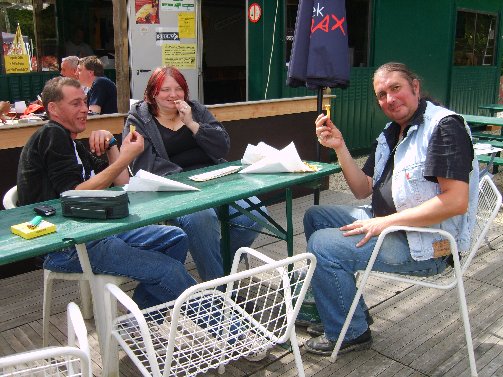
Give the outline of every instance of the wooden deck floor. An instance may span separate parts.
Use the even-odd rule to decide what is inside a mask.
[[[305,251],[302,215],[312,196],[295,199],[296,252]],[[351,195],[324,191],[322,203],[355,203]],[[284,223],[284,206],[269,209]],[[491,250],[484,245],[466,278],[465,287],[474,337],[479,376],[503,376],[503,224],[490,234]],[[286,255],[283,242],[261,235],[253,247],[279,259]],[[192,262],[187,268],[195,273]],[[41,347],[42,271],[0,280],[0,356]],[[133,288],[134,283],[123,287]],[[51,317],[51,344],[66,341],[65,307],[79,302],[73,282],[55,282]],[[374,344],[368,351],[342,355],[332,364],[328,358],[306,353],[301,346],[307,376],[469,376],[463,326],[459,320],[456,292],[439,292],[407,285],[392,285],[373,278],[365,293],[374,318]],[[92,347],[93,372],[101,375],[101,359],[93,320],[86,321]],[[301,345],[308,339],[297,328]],[[127,358],[121,360],[122,376],[139,373]],[[217,375],[211,374],[211,375]],[[239,360],[227,366],[225,376],[296,376],[293,355],[276,347],[258,363]]]

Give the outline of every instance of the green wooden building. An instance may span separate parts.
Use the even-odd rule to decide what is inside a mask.
[[[110,25],[119,1],[126,0],[32,0],[46,13],[52,9],[56,25],[54,35],[50,34],[53,29],[42,33],[39,50],[60,59],[71,28],[79,24],[87,31],[86,42],[95,50],[113,52]],[[196,3],[204,35],[201,72],[205,103],[315,94],[285,84],[298,0]],[[252,4],[261,10],[258,20],[250,17]],[[332,91],[337,96],[333,117],[353,150],[367,148],[386,121],[371,85],[373,71],[382,63],[406,63],[421,76],[423,88],[432,97],[461,113],[482,114],[478,105],[498,101],[503,1],[346,0],[346,13],[350,86]],[[50,19],[47,14],[44,17]],[[0,74],[0,99],[33,100],[43,83],[56,74]]]
[[[285,85],[298,1],[259,4],[264,20],[249,25],[249,98],[314,94]],[[457,112],[482,114],[479,105],[497,102],[503,1],[347,0],[346,13],[350,86],[332,92],[333,117],[352,149],[367,148],[386,122],[372,92],[372,74],[388,61],[406,63],[432,97]]]

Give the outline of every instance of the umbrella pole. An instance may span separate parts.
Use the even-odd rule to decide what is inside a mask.
[[[318,98],[316,100],[316,116],[323,111],[323,87],[318,88]],[[316,161],[320,161],[320,143],[316,140]],[[320,204],[320,186],[314,189],[314,205]]]

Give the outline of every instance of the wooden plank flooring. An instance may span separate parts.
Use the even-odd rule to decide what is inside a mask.
[[[294,200],[294,249],[304,252],[302,216],[312,205],[312,196]],[[344,192],[324,191],[322,203],[356,202]],[[284,205],[269,208],[278,223],[285,225]],[[481,247],[467,273],[467,294],[472,334],[479,376],[503,376],[503,224],[497,222],[490,234],[494,247]],[[286,246],[274,237],[260,235],[254,248],[279,259],[286,255]],[[196,275],[194,263],[186,264]],[[123,286],[131,290],[135,283]],[[0,280],[0,356],[39,348],[42,345],[41,270]],[[374,318],[374,343],[368,351],[339,356],[335,363],[328,358],[306,353],[302,345],[309,338],[305,328],[297,328],[302,359],[307,376],[469,376],[462,322],[456,291],[391,284],[372,277],[365,298]],[[50,344],[66,342],[65,309],[69,301],[79,302],[76,282],[57,281],[53,288]],[[93,373],[101,375],[101,357],[93,320],[87,320],[92,347]],[[139,373],[122,355],[121,376]],[[209,376],[217,376],[216,372]],[[297,375],[292,353],[276,347],[258,363],[239,360],[227,366],[225,376],[292,377]]]

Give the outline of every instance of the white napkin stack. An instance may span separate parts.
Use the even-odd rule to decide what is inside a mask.
[[[139,170],[134,177],[131,177],[129,184],[125,185],[124,189],[126,191],[199,191],[197,187],[173,181],[145,170]]]
[[[306,165],[299,157],[295,144],[291,142],[285,148],[278,150],[263,142],[246,147],[241,159],[242,164],[250,166],[239,173],[301,173],[312,172],[313,168]]]

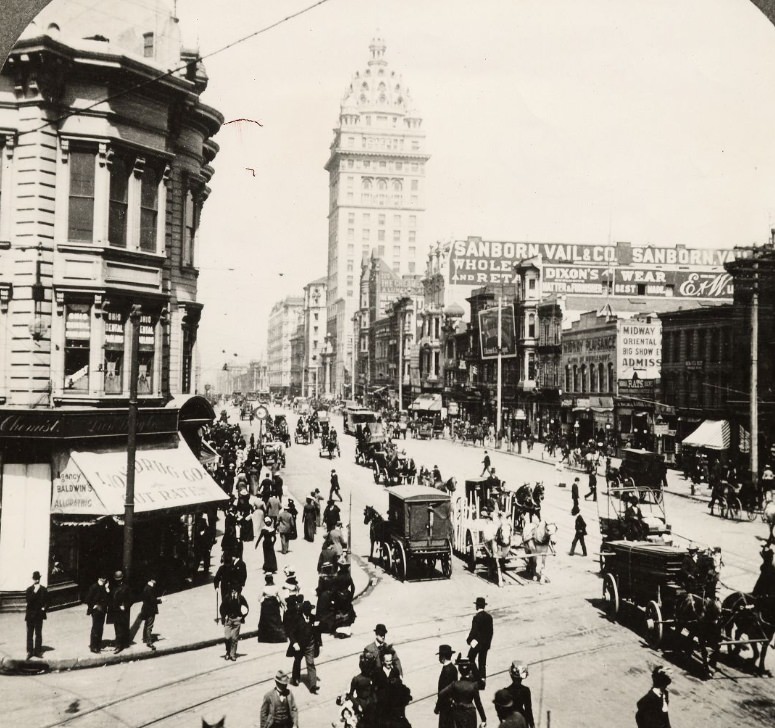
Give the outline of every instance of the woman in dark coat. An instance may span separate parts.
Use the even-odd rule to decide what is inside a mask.
[[[301,522],[304,526],[304,539],[311,543],[315,540],[315,531],[317,530],[317,511],[315,504],[312,502],[312,496],[309,496],[304,504]]]
[[[477,713],[481,723],[487,722],[482,699],[479,697],[479,684],[472,675],[473,670],[469,660],[458,657],[457,669],[460,677],[439,693],[439,700],[452,701],[455,728],[477,728]]]
[[[264,566],[265,572],[274,574],[277,571],[277,556],[274,552],[274,542],[277,539],[277,532],[272,526],[272,519],[268,516],[264,519],[264,527],[261,529],[261,533],[258,534],[256,539],[255,548],[258,548],[258,544],[263,541],[262,547],[264,549]]]
[[[285,642],[285,630],[280,614],[280,595],[274,577],[266,574],[266,586],[261,594],[261,614],[258,618],[259,642]]]

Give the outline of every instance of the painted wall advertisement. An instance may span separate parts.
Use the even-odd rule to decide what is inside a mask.
[[[479,346],[482,359],[498,358],[498,309],[479,312]],[[517,355],[517,336],[514,328],[514,309],[501,307],[501,357]]]
[[[662,323],[617,321],[616,371],[620,379],[659,379]]]
[[[543,293],[732,299],[724,263],[733,250],[683,247],[504,243],[469,238],[453,244],[451,284],[514,284],[514,265],[531,260],[541,269]],[[679,269],[681,268],[681,269]]]

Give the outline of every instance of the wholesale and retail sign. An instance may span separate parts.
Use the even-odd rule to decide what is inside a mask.
[[[732,300],[724,263],[733,250],[684,247],[508,243],[471,237],[452,245],[452,285],[515,284],[516,264],[530,260],[541,271],[543,294],[651,296]]]
[[[619,379],[659,379],[662,369],[662,323],[617,321],[616,371]]]
[[[517,335],[514,328],[514,309],[502,306],[501,312],[501,357],[517,355]],[[479,312],[479,346],[482,359],[498,358],[498,308]]]

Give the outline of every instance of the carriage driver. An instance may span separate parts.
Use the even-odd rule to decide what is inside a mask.
[[[648,533],[648,528],[643,521],[643,513],[638,505],[638,496],[632,493],[629,501],[629,505],[624,510],[625,538],[628,541],[638,541]]]
[[[686,556],[681,562],[681,584],[689,593],[697,591],[697,577],[699,575],[700,550],[694,544],[690,544]]]

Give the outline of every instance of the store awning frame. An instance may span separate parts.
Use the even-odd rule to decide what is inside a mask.
[[[228,496],[181,441],[178,447],[139,448],[135,465],[135,513],[192,511]],[[127,454],[123,449],[71,450],[54,481],[51,514],[105,517],[124,513]],[[62,517],[67,517],[62,519]],[[80,520],[75,518],[72,520]]]
[[[681,445],[705,450],[729,450],[731,441],[727,420],[703,420],[694,432],[683,439]]]
[[[409,405],[409,409],[415,412],[441,412],[441,407],[441,395],[433,392],[421,394]]]

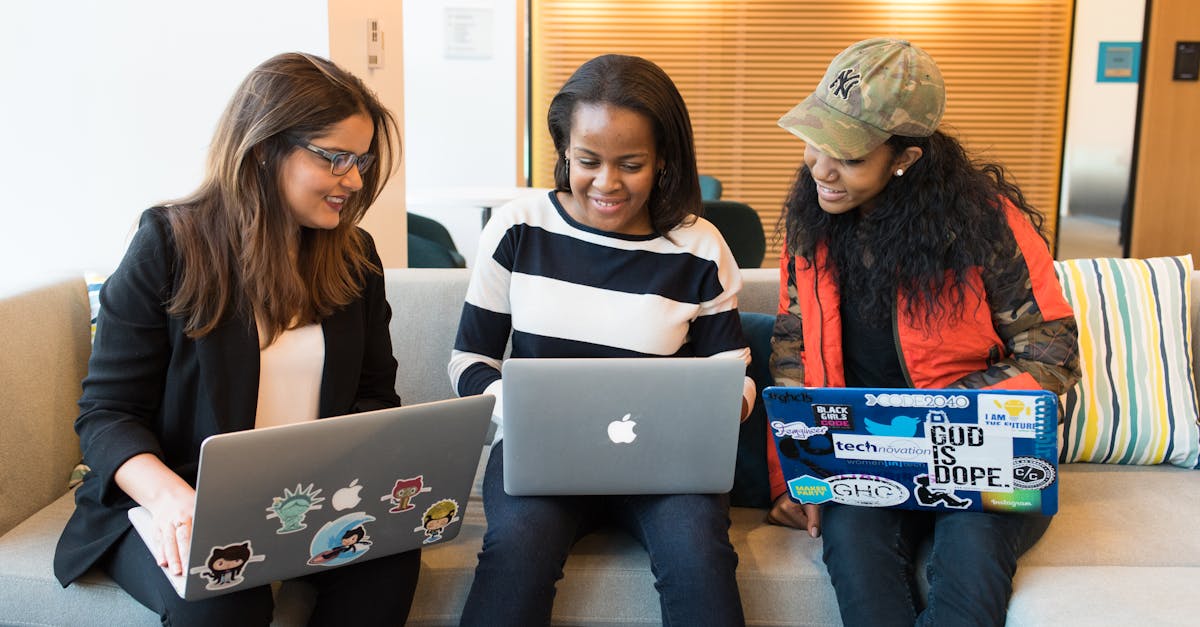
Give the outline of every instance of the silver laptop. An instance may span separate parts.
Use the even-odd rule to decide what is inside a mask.
[[[738,359],[509,359],[504,491],[711,494],[733,486]]]
[[[458,535],[495,397],[216,435],[200,448],[187,568],[203,599]],[[154,552],[150,514],[129,519]]]

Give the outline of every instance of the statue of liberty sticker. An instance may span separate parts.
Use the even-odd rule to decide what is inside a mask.
[[[280,526],[275,533],[282,535],[306,529],[308,525],[304,524],[304,517],[314,509],[321,509],[321,502],[325,500],[319,494],[320,488],[314,490],[313,484],[302,487],[297,483],[295,491],[284,488],[283,496],[271,499],[271,505],[267,507],[271,513],[267,514],[267,519],[279,519]]]

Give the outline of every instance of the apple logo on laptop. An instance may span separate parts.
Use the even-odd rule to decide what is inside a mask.
[[[358,491],[362,486],[358,485],[358,479],[350,482],[350,485],[333,493],[333,509],[337,511],[347,510],[358,505],[362,497],[358,495]]]
[[[613,444],[629,444],[637,439],[637,434],[633,432],[637,423],[629,418],[630,415],[625,414],[620,420],[608,423],[608,439],[612,440]]]

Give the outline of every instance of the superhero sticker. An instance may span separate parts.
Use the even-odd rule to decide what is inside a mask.
[[[442,499],[425,510],[421,516],[421,526],[413,531],[424,531],[424,544],[432,544],[441,540],[446,527],[456,522],[458,522],[458,501]]]

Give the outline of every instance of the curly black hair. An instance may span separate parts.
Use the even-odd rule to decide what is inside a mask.
[[[843,291],[859,296],[867,320],[886,324],[903,294],[909,317],[921,319],[923,311],[932,328],[947,314],[961,314],[972,268],[1016,253],[1002,199],[1024,213],[1043,240],[1045,218],[1002,166],[975,162],[942,131],[893,135],[885,145],[893,155],[916,146],[923,156],[888,182],[869,212],[826,213],[808,166],[800,166],[784,206],[788,251],[811,265],[818,244],[826,244],[828,269]]]

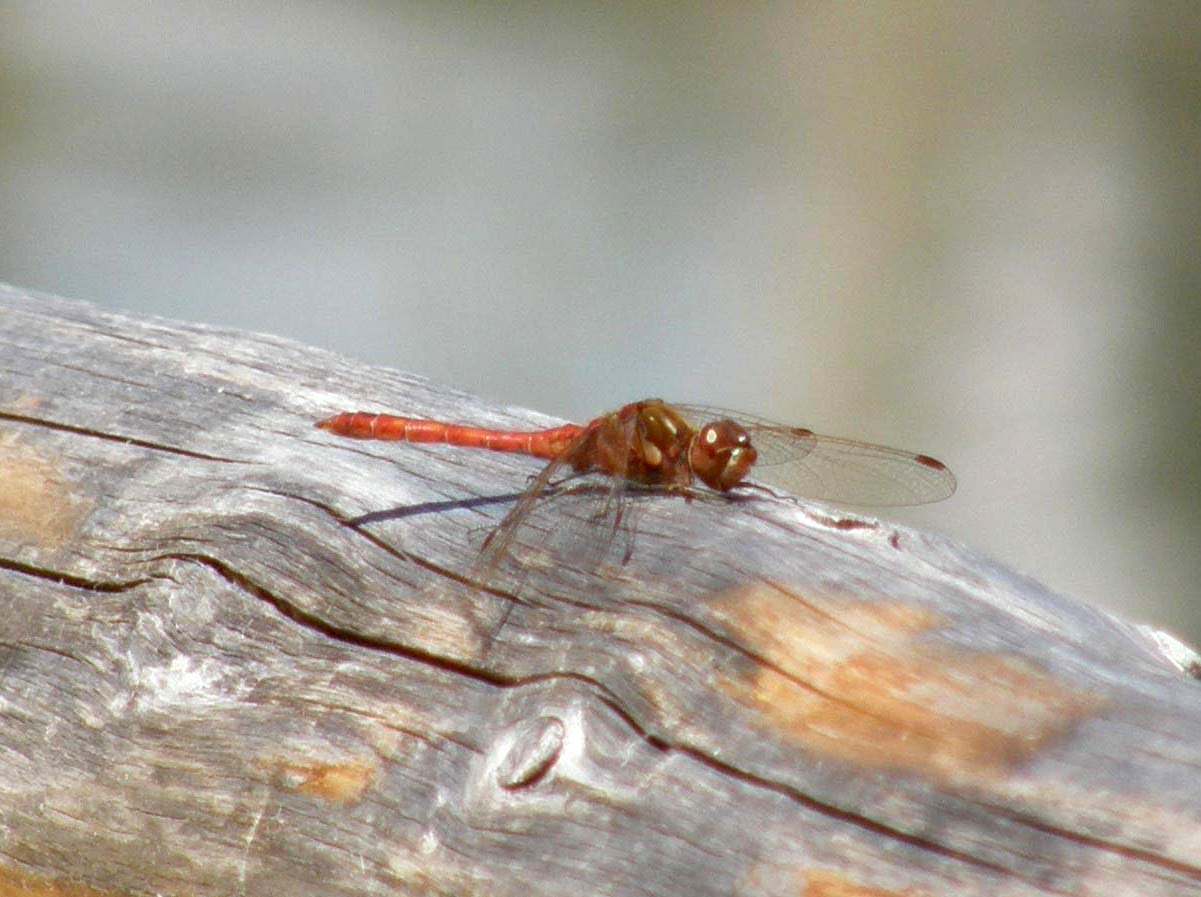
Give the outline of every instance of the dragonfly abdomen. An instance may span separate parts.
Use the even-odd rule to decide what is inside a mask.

ASSIGNMENT => Transcribe only these lines, exactly: the first line of the listing, every line after it, and the line with "Give the outline of every instance of the green", where the copy ends. Include no picture.

REPLY TO THE TASK =>
Give the outline of every instance of the wooden deck floor. An instance may span separate parts.
Use the even-odd rule to decide what is inside a mask.
[[[305,251],[302,215],[312,196],[295,199],[296,252]],[[351,195],[324,191],[322,203],[355,203]],[[284,223],[284,206],[269,209]],[[491,250],[484,245],[466,278],[465,287],[474,337],[479,376],[503,376],[503,224],[490,234]],[[286,255],[283,242],[261,235],[253,247],[279,259]],[[192,262],[187,268],[195,273]],[[41,347],[42,271],[0,280],[0,356]],[[133,288],[134,283],[123,287]],[[51,317],[51,344],[66,341],[65,307],[79,302],[73,282],[55,282]],[[374,344],[368,351],[342,355],[332,364],[328,358],[306,353],[301,346],[307,376],[469,376],[463,326],[459,320],[456,292],[439,292],[407,285],[392,285],[373,278],[365,293],[374,318]],[[92,347],[93,372],[101,375],[101,359],[93,320],[86,321]],[[301,345],[308,339],[297,328]],[[127,358],[121,360],[122,376],[139,373]],[[217,375],[211,374],[211,375]],[[239,360],[227,366],[225,376],[296,376],[293,355],[276,347],[258,363]]]

Give the outline of every instance of the green wooden building. An instance may span separate parts.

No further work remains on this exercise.